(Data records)
++++++++++

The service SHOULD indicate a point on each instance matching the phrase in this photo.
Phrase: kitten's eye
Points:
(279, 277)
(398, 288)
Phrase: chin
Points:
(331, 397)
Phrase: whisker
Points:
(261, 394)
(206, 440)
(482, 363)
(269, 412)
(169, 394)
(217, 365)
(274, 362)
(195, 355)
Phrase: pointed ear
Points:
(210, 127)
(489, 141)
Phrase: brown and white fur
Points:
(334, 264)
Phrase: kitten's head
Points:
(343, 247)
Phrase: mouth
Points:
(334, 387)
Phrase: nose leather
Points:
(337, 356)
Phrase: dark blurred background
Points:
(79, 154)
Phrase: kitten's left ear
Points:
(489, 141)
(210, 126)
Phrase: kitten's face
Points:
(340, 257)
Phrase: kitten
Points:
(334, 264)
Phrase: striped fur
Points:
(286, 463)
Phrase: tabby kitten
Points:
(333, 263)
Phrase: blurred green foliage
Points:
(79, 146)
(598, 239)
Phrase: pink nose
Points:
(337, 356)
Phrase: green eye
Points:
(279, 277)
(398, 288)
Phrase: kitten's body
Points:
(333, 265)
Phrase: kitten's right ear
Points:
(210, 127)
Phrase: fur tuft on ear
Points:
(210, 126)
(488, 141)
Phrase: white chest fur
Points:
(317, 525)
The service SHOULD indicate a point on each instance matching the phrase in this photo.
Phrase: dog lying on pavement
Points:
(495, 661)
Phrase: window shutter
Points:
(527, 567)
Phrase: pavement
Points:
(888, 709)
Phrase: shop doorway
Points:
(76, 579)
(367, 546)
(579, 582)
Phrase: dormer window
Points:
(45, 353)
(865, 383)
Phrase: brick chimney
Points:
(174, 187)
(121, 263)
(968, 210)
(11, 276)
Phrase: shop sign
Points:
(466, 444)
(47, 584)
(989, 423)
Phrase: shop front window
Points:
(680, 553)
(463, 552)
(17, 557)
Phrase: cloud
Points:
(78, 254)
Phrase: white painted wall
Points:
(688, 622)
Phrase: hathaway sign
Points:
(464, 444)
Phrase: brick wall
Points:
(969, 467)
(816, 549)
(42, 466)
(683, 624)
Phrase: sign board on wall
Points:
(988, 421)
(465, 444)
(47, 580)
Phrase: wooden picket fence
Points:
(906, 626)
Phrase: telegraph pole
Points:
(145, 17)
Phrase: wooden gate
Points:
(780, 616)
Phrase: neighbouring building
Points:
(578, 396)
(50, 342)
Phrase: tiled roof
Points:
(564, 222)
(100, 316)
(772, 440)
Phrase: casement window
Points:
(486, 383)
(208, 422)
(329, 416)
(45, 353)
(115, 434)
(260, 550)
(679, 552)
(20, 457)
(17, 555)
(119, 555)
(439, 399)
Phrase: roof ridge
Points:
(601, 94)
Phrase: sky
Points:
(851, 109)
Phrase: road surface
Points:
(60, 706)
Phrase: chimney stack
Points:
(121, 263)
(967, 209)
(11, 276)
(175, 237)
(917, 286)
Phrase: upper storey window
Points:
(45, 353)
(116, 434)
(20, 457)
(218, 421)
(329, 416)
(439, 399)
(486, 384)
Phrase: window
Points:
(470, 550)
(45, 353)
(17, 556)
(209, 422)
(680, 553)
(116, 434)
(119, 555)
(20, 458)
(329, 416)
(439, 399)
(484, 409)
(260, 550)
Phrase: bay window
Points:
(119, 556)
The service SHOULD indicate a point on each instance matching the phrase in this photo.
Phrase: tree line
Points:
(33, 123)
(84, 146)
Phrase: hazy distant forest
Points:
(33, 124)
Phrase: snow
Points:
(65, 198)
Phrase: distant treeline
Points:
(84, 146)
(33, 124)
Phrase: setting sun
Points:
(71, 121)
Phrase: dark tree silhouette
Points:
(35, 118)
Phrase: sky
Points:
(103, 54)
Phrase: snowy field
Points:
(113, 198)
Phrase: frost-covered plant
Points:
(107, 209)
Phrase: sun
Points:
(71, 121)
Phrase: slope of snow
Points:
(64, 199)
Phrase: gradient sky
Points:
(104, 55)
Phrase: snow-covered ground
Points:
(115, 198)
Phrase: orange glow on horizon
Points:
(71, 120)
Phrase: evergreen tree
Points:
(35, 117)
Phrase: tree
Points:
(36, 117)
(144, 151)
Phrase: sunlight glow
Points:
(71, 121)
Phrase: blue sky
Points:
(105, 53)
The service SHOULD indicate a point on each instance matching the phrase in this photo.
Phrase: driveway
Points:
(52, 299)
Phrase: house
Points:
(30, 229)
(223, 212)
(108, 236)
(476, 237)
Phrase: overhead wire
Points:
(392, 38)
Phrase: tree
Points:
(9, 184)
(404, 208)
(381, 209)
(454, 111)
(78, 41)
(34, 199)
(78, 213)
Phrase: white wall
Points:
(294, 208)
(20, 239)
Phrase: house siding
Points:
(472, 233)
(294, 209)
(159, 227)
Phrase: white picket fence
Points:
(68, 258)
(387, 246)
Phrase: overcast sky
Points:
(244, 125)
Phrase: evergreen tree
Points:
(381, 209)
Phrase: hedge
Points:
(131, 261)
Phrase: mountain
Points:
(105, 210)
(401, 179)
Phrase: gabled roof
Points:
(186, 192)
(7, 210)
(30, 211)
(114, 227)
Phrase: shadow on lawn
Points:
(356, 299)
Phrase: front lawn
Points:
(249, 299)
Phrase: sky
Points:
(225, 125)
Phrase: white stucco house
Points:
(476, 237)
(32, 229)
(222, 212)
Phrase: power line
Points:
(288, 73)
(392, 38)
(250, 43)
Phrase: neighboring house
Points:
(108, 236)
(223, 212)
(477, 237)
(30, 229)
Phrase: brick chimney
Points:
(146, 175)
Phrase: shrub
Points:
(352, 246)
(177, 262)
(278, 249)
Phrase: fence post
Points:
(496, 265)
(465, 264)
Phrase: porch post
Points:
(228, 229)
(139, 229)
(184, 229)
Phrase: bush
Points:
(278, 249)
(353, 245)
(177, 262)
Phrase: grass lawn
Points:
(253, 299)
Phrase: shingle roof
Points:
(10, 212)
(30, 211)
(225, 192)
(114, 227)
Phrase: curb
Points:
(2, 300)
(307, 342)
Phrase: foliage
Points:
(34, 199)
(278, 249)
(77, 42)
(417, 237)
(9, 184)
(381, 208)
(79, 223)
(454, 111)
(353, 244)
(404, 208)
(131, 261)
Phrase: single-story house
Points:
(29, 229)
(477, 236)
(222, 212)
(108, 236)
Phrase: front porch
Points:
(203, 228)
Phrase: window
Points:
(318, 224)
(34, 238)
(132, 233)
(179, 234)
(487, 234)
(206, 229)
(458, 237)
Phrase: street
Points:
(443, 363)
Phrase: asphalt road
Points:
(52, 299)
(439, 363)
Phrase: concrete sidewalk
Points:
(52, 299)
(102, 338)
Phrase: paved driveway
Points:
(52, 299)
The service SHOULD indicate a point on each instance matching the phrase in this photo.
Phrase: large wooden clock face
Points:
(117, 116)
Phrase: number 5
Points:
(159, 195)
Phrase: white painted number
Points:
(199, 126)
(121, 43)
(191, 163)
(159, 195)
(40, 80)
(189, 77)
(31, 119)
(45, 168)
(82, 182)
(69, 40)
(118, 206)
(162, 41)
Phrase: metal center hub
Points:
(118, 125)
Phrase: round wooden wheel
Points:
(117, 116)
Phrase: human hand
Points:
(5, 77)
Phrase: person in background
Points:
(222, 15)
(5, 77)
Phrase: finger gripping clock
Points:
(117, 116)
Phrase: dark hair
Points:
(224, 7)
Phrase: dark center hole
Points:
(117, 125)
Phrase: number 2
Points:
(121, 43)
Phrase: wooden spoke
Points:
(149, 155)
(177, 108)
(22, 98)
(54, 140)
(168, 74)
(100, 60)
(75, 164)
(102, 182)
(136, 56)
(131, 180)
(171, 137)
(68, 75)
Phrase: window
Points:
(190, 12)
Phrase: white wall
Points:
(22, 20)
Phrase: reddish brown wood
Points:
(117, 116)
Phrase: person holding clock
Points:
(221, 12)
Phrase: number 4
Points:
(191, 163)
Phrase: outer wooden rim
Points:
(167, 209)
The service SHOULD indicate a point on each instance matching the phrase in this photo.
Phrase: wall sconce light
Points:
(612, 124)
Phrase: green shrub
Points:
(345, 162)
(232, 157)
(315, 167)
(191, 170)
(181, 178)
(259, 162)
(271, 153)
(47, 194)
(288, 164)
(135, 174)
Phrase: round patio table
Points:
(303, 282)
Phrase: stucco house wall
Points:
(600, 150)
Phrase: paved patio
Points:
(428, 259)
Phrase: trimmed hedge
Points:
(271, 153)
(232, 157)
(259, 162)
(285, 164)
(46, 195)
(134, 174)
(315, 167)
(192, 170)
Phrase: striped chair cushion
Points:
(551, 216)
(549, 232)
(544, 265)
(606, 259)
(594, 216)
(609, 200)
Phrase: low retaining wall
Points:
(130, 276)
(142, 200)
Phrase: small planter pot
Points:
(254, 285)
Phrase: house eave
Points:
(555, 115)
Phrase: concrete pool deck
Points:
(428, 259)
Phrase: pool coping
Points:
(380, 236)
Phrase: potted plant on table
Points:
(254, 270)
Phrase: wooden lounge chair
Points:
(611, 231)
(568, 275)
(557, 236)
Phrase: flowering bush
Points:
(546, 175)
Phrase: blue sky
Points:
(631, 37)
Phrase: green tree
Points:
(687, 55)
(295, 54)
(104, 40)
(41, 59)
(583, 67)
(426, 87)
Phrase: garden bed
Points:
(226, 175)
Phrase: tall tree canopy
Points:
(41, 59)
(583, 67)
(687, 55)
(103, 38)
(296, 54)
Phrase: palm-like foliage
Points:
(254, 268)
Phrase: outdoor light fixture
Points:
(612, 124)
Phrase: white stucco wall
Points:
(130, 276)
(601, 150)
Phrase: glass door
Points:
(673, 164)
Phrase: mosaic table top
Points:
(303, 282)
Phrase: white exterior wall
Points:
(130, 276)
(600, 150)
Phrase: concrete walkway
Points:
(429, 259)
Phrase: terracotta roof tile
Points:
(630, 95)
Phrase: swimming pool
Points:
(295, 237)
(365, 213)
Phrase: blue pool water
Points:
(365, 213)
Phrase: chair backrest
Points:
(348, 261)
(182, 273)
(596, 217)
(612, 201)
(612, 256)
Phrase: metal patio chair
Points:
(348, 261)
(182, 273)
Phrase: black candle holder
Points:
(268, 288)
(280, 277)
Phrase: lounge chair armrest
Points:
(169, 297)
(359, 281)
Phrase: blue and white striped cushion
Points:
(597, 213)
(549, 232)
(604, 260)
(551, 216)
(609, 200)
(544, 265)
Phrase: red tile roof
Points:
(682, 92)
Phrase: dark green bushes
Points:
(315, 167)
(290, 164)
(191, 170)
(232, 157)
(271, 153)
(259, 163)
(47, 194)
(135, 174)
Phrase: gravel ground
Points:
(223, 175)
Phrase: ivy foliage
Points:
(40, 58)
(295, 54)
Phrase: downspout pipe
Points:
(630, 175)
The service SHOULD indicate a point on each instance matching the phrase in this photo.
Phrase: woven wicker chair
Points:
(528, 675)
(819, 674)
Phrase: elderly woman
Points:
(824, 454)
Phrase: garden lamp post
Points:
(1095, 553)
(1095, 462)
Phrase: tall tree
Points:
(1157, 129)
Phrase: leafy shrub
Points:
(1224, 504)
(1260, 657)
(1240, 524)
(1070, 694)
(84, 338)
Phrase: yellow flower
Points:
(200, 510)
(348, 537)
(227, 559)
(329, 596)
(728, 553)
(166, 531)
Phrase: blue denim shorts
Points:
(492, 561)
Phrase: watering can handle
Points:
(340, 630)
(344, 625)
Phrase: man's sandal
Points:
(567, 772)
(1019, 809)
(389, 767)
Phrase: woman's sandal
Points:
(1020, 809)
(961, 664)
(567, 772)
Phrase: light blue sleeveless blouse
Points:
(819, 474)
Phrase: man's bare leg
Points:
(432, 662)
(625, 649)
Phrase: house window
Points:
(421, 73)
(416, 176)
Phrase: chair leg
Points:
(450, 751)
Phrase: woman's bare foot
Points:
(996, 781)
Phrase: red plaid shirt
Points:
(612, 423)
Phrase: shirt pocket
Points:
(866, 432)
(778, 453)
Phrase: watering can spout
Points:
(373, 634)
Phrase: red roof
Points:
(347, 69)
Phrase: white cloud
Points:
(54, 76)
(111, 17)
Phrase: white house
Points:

++++++++++

TASK PROMPT =
How many lines in the entries include the string "shrub"? Answer with the number alone.

SOLUTION TO THE EXERCISE =
3